§ **DESCRIPTION OF THE TASK**:
Copy the passage on appealing arbitration awards in Alberta from "This brief decision" to "that extra element.", changing "public interest" to "wider public concern".

§ **PASSAGE GIVEN**:

—————

This brief decision by Mr. Justice D.K. Miller provides an opportunity to look at how the courts in Alberta have interpreted subsection 44(2) of the Arbitration Act, R.S.A. 2000, c. A-43. This is the provision that usually governs the ability of the parties to appeal an arbitrator’s award. Although subsection 44(2) does not, on the face of it, require that there be any public interest in the parties’ dispute or the award resolving that dispute or an appeal from the award, judges of the Court of Queen’s Bench of Alberta have fairly consistently read in that extra element.

In Lion’s Gate Homes Ltd. v. Shand, the builder, Lion’s Gate, applied for leave to appeal an arbitrator’s award in a home construction dispute. The dispute had been referred to arbitration pursuant to the terms of a Purchase and Construction Agreement under Alberta’s New Home Warranty Program and the Arbitration Act by a February 2006 order of Mr. Justice Moen. That order was silent on the question of appeals from the arbitrator’s award and so the issue of whether or not Justice Miller should give permission for Lion’s Gate to appeal the award depended upon subsection 44(2):

44 (2) . . . [A] party may appeal an award to the court on a question of law with leave, which the court shall grant only if it is satisfied that

(a) the importance to the parties of the matters at stake in the arbitration justifies an appeal, and

(b) determination of the question of law at issue will significantly affect the rights of the parties.

—————

§ **INFORMATION SUPPLIED**:
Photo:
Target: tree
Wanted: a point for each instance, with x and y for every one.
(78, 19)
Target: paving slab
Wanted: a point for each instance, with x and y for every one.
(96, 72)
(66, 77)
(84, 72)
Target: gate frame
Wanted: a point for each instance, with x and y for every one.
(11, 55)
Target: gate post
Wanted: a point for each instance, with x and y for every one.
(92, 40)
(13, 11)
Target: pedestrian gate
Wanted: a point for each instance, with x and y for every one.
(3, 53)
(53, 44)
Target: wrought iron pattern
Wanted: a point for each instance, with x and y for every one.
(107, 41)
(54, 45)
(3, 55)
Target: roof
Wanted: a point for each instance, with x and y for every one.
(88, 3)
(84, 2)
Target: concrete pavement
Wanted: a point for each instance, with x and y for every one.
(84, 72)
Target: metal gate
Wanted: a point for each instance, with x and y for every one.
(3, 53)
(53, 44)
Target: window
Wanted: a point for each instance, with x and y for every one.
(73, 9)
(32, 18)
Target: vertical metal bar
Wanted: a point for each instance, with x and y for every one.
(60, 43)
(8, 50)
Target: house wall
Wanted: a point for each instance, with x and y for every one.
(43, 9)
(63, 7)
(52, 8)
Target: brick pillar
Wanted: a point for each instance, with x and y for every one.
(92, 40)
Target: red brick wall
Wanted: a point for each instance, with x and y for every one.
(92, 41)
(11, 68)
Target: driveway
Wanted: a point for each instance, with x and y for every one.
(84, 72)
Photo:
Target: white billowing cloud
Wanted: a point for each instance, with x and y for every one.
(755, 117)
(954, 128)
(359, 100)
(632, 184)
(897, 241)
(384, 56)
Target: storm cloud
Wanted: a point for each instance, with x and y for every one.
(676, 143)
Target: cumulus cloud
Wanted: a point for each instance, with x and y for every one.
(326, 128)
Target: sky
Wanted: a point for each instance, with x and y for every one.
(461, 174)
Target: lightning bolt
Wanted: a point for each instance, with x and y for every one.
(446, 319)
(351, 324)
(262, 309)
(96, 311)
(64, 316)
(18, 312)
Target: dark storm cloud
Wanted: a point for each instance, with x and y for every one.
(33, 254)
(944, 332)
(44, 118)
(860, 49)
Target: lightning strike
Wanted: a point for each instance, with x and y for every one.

—————

§ **EXERCISE ANSWER**:
This brief decision by Mr. Justice D.K. Miller provides an opportunity to look at how the courts in Alberta have interpreted subsection 44(2) of the Arbitration Act, R.S.A. 2000, c. A-43. This is the provision that usually governs the ability of the parties to appeal an arbitrator’s award. Although subsection 44(2) does not, on the face of it, require that there be any wider public concern in the parties’ dispute or the award resolving that dispute or an appeal from the award, judges of the Court of Queen’s Bench of Alberta have fairly consistently read in that extra element.